━━ RECORDS
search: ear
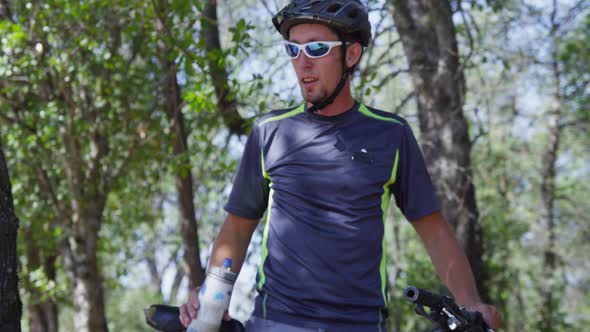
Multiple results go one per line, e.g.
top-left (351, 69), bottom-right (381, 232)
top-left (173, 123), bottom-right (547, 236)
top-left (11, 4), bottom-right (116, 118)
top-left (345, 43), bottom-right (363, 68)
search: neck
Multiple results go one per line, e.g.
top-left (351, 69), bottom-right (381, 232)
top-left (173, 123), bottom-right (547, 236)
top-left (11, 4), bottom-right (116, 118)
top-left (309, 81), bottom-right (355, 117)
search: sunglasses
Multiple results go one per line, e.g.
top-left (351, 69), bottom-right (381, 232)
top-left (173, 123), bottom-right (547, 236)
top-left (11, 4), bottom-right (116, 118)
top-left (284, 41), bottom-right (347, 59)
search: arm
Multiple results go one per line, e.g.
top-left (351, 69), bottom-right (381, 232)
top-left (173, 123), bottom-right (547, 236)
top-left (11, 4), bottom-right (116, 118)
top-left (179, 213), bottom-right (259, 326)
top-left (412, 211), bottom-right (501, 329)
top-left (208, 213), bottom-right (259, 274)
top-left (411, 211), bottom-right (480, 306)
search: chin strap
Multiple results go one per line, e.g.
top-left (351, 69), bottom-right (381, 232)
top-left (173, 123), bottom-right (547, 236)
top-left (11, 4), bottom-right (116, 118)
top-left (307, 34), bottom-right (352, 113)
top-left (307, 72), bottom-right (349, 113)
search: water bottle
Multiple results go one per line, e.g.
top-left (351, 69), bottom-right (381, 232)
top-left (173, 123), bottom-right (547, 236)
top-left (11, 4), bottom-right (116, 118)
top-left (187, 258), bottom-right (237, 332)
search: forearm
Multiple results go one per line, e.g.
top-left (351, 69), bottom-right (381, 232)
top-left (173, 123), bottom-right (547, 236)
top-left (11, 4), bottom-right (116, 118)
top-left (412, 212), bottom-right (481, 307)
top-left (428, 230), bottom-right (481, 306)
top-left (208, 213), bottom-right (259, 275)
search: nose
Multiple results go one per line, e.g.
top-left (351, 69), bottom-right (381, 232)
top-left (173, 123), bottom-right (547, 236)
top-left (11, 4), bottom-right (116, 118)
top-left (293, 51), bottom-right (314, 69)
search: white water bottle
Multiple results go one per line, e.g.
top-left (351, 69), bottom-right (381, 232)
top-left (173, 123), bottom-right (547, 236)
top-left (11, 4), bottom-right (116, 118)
━━━━
§ **PROBLEM DETAILS**:
The number alone is the answer: work out how many lines in the data contain "search".

§ **OUTPUT OF THE EXERCISE**:
9